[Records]
+++
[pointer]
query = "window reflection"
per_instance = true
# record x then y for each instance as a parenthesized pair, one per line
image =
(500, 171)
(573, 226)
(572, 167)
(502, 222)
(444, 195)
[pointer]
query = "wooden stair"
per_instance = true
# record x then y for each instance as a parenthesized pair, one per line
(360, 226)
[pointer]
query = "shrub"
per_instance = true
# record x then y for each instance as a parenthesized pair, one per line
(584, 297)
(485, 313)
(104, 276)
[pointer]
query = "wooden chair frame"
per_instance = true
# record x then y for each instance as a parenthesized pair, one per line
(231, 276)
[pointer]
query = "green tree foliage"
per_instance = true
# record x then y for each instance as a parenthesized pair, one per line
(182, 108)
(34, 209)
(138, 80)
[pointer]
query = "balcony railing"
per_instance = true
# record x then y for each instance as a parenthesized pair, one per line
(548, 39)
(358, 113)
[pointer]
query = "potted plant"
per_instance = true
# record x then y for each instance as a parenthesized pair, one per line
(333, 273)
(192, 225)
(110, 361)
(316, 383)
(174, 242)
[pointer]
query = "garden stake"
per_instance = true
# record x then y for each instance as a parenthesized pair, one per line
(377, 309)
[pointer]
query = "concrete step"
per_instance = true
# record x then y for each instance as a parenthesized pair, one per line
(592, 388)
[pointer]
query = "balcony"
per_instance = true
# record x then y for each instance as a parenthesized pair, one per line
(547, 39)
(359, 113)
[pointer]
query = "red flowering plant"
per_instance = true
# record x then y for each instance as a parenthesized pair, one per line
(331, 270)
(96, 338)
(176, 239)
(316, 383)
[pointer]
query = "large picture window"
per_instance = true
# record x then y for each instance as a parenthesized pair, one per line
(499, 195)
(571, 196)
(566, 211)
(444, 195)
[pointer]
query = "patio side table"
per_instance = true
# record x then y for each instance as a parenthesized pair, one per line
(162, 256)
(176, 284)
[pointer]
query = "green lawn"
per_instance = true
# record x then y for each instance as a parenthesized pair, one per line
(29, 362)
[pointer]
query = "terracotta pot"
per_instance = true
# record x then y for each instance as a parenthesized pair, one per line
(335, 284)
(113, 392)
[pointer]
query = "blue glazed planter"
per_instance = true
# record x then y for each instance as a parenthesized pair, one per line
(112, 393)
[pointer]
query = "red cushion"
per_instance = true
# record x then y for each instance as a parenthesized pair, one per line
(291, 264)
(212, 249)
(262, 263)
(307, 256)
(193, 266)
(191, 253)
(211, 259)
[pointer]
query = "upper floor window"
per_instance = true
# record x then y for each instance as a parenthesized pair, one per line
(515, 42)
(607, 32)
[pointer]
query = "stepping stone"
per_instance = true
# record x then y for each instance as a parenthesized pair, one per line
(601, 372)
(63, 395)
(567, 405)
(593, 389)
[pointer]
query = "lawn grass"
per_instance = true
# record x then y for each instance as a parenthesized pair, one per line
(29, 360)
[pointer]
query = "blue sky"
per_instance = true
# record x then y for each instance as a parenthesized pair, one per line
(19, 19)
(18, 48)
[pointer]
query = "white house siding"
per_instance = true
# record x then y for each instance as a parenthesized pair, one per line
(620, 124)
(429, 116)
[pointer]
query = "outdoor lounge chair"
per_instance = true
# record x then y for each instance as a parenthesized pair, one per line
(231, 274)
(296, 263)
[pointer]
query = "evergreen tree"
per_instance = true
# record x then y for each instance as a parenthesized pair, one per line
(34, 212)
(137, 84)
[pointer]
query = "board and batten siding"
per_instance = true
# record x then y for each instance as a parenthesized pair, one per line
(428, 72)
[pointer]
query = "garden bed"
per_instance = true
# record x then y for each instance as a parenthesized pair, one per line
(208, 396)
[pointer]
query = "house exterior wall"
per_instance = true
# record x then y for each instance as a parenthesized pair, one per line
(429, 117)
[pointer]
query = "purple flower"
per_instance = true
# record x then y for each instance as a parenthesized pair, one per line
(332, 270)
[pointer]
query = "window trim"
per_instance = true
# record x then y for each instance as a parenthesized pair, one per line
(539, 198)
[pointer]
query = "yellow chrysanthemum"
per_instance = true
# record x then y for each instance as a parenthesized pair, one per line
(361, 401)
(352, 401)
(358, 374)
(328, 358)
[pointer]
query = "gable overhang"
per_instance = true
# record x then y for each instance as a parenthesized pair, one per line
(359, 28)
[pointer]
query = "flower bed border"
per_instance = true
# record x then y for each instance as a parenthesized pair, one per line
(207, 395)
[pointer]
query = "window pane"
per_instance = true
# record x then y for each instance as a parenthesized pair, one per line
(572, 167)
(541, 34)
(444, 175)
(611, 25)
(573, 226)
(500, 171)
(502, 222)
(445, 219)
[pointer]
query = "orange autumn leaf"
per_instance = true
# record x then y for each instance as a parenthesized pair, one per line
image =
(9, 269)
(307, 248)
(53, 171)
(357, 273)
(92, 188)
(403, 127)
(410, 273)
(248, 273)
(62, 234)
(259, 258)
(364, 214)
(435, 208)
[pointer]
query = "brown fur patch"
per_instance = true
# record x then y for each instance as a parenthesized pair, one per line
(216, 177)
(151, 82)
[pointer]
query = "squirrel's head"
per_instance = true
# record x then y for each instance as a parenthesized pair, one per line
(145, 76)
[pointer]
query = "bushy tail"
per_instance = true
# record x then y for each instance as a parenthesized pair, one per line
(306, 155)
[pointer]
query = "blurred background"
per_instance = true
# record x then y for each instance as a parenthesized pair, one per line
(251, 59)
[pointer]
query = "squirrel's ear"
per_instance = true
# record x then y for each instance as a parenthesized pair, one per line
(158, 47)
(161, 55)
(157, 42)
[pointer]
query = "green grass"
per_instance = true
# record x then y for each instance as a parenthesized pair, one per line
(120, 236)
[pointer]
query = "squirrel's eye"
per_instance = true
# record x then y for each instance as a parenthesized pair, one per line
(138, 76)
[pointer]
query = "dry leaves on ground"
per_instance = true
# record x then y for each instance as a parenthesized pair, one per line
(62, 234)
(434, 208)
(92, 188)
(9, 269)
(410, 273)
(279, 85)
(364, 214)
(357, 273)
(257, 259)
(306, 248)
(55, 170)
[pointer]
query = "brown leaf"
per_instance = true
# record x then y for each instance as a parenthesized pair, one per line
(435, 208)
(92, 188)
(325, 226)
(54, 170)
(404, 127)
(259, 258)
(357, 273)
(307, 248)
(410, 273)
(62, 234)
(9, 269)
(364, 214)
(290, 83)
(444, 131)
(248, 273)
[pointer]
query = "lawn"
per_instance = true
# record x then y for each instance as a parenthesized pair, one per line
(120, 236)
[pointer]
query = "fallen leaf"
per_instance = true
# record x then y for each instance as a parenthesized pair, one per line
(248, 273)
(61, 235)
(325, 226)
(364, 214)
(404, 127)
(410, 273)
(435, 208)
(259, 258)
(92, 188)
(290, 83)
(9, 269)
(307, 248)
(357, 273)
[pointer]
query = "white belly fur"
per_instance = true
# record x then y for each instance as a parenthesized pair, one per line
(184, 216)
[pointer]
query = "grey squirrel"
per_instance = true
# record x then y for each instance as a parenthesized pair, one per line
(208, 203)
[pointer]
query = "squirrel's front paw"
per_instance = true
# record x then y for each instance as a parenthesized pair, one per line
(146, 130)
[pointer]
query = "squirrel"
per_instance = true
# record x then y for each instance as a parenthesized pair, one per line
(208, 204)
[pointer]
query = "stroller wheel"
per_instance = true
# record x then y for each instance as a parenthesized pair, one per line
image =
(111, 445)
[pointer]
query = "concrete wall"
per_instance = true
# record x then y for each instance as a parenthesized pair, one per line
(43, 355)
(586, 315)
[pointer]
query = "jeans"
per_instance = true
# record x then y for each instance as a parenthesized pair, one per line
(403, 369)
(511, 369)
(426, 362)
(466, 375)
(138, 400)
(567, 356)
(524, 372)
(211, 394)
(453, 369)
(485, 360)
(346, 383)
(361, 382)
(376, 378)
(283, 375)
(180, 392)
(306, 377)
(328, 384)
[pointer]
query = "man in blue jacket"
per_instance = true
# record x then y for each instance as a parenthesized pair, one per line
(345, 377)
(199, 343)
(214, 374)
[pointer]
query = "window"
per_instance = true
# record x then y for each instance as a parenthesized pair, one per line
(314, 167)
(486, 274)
+++
- **Given instruction**
Can you gather every line of the material above that contains the word "leaf"?

- **Result below**
query = "orange autumn leaf"
query = "brown leaf"
query = "fallen leaf"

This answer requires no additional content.